BEGIN SOURCE DOCUMENT

Thread: Re: Why does bootstrap and later initdb stages happen via client?

Re: Why does bootstrap and later initdb stages happen via client?

From
Andrew Dunstan
Date:
On 9/8/21 3:07 PM, Andres Freund wrote:
> Hi,
>
> While hacking on AIO I wanted to build the windows portion from linux. That
> works surprisingly well with cross-building using --host=x86_64-w64-mingw32 .
>
> What didn't work as well was running things under wine. It turns out that the
> server itself works ok, but that initdb hangs because of a bug in wine ([1]),
> leading to the bootstrap process hanging while trying to read more input.
>
>
> Which made me wonder: What is really the point of doing so much setup as part
> of initdb? Of course a wine bug isn't a reason to change anything, but I see
> other reasons it might be worth thinking about moving more of initdb's logic
> into the backend.
>
> There of course is historical raisins for things happening in initdb - the
> setup logic didn't use to be C. But now that it is C, it seems a bit absurd to
> read bootstrap data in initdb, write the data to a pipe, and then read it
> again in the backend. It for sure doesn't make things faster.


I guess the downside would be that we'd need to teach the backend how to
do more stuff that only needs to be done once per cluster, and then that
code would be dead space for the rest of the lifetime of the cluster.


Maybe the difference is sufficiently small that it doesn't matter.


cheers


andrew

--
Andrew Dunstan
EDB: https://www.enterprisedb.com




Re: Why does bootstrap and later initdb stages happen via client?

From
Andres Freund
Date:
Hi,

On September 8, 2021 1:24:00 PM PDT, Andrew Dunstan <andrew@dunslane.net> wrote:
>
>On 9/8/21 3:07 PM, Andres Freund wrote:
>> There of course is historical raisins for things happening in initdb - the
>> setup logic didn't use to be C. But now that it is C, it seems a bit absurd to
>> read bootstrap data in initdb, write the data to a pipe, and then read it
>> again in the backend. It for sure doesn't make things faster.
>
>
>I guess the downside would be that we'd need to teach the backend how to
>do more stuff that only needs to be done once per cluster, and then that
>code would be dead space for the rest of the lifetime of the cluster.

END SOURCE DOCUMENT
BEGIN ITEMS

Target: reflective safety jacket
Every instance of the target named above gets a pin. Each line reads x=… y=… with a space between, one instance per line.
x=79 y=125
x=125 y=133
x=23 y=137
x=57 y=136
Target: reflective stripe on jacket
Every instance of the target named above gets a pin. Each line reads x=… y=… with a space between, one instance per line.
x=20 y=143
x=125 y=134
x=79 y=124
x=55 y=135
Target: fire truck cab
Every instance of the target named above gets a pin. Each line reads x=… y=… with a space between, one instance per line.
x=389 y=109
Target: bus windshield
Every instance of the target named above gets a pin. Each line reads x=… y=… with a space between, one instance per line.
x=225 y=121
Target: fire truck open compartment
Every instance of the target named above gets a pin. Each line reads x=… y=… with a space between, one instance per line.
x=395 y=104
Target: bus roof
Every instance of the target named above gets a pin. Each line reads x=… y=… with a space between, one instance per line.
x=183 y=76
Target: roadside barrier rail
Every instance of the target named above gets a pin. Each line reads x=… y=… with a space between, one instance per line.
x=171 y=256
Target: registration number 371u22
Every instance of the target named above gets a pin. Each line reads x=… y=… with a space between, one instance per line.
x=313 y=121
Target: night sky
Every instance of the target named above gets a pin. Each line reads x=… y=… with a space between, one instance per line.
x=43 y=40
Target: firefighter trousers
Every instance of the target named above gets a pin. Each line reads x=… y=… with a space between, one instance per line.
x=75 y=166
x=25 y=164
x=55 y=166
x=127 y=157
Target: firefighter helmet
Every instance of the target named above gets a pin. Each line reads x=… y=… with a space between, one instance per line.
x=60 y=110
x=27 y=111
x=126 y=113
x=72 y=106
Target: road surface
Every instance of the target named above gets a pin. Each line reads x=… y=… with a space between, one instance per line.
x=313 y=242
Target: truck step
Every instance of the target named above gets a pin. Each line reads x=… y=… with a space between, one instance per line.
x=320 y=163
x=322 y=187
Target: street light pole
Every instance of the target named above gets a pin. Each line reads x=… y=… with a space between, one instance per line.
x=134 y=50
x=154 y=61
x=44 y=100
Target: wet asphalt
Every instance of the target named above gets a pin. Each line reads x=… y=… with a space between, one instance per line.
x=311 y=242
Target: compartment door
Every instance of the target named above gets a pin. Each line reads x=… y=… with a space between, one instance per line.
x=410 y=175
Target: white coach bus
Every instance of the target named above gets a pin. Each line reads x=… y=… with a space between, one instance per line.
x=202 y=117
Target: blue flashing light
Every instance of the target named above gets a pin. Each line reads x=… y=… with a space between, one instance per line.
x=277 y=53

END ITEMS

### WHAT IS ASKED
- A) Answer these questions from the thread:
(i) Which option did Andres Freund use when cross-building the Windows portion from Linux?
(ii) According to Andres Freund, what happens to the bootstrap process when initdb hangs under wine?
(iii) What does Andrew Dunstan say would become dead space for the rest of the lifetime of the cluster?
- B) Reproduce the stretch of the thread from "Thread: Re: Why" through "using --host=x86_64-w64-mingw32 .".

### WORKED SOLUTIONS
- A)
(i) --host=x86_64-w64-mingw32
(ii) It hangs while trying to read more input.
(iii) The code the backend would need in order to do things that only need to be done once per cluster.

- B)
Thread: Re: Why does bootstrap and later initdb stages happen via client?

Re: Why does bootstrap and later initdb stages happen via client?

From
Andrew Dunstan
Date:
On 9/8/21 3:07 PM, Andres Freund wrote:
> Hi,
>
> While hacking on AIO I wanted to build the windows portion from linux. That
> works surprisingly well with cross-building using --host=x86_64-w64-mingw32 .